--- start of RECORDS FOR THE EXERCISE ---
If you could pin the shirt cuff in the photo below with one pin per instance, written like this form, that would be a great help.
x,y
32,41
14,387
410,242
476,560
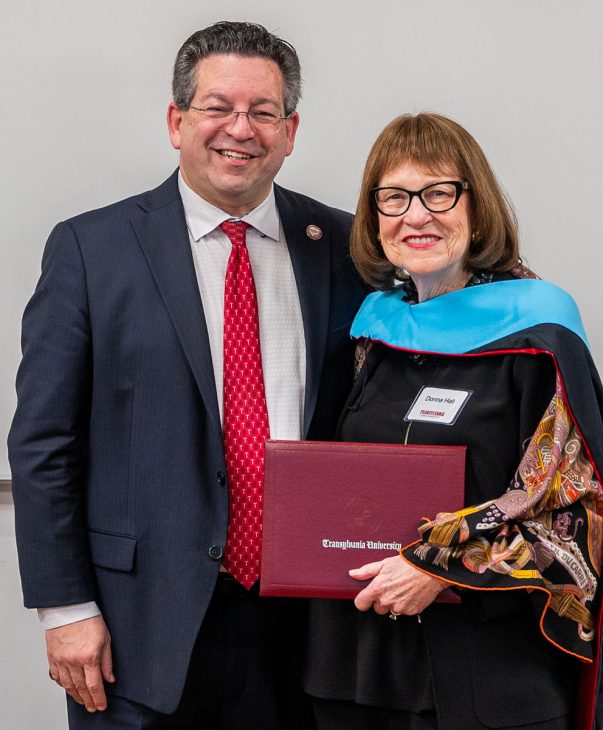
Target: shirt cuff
x,y
56,616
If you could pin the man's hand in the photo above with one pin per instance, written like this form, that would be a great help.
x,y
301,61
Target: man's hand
x,y
397,587
79,658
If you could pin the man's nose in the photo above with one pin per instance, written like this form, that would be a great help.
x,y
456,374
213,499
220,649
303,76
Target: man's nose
x,y
240,126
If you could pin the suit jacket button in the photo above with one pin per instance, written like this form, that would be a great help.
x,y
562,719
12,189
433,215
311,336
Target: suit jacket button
x,y
216,552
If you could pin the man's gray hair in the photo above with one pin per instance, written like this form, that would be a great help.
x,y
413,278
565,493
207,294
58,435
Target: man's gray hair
x,y
243,39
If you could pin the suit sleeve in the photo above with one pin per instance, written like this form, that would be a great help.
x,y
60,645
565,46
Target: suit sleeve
x,y
48,437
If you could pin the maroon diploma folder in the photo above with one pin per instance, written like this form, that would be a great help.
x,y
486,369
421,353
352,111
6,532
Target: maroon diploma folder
x,y
332,506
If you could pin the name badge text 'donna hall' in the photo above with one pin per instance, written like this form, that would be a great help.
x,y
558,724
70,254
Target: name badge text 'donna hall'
x,y
438,405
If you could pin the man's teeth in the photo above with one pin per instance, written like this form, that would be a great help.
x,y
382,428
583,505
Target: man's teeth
x,y
235,155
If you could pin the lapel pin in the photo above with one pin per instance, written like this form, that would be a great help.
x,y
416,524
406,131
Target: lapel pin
x,y
313,232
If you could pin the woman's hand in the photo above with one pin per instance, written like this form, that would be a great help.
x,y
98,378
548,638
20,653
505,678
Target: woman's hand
x,y
396,587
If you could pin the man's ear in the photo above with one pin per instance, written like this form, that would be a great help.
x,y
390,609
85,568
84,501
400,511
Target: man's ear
x,y
174,120
291,126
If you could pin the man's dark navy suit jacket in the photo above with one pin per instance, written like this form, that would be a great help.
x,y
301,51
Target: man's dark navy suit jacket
x,y
116,446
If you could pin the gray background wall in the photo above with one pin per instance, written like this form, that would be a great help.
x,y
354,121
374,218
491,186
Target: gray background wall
x,y
85,86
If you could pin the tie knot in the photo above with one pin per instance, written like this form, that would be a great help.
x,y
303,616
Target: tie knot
x,y
236,231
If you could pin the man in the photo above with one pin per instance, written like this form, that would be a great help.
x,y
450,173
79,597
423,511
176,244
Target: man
x,y
126,448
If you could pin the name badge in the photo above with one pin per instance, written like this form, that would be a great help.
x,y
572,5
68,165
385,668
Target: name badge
x,y
438,405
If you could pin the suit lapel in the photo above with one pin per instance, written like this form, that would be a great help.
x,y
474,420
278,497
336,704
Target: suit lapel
x,y
311,262
161,230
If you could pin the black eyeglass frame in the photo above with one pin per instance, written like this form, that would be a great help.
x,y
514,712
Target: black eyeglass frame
x,y
276,122
459,185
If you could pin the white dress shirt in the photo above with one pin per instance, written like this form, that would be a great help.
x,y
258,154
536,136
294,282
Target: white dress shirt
x,y
282,340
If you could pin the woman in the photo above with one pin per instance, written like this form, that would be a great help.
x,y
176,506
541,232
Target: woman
x,y
524,556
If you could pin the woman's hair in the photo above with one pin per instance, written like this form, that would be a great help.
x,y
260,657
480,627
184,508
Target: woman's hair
x,y
437,145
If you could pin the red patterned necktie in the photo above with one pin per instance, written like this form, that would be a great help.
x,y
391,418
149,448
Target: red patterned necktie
x,y
245,413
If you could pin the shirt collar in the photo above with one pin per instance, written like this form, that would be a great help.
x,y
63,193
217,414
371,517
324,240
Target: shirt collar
x,y
203,217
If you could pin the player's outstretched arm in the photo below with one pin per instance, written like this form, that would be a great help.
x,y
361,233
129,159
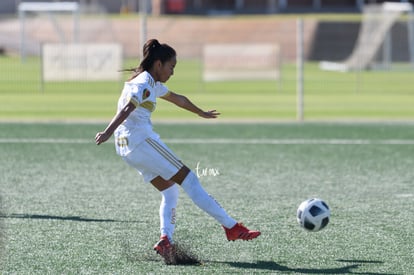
--- end of RECORDS FOR THE EXERCISE ---
=== AIM ===
How many lines of the records contain the string "dress"? Case counts. Reply with the number alone.

=== OUTPUT OF THE EXERCISE ===
2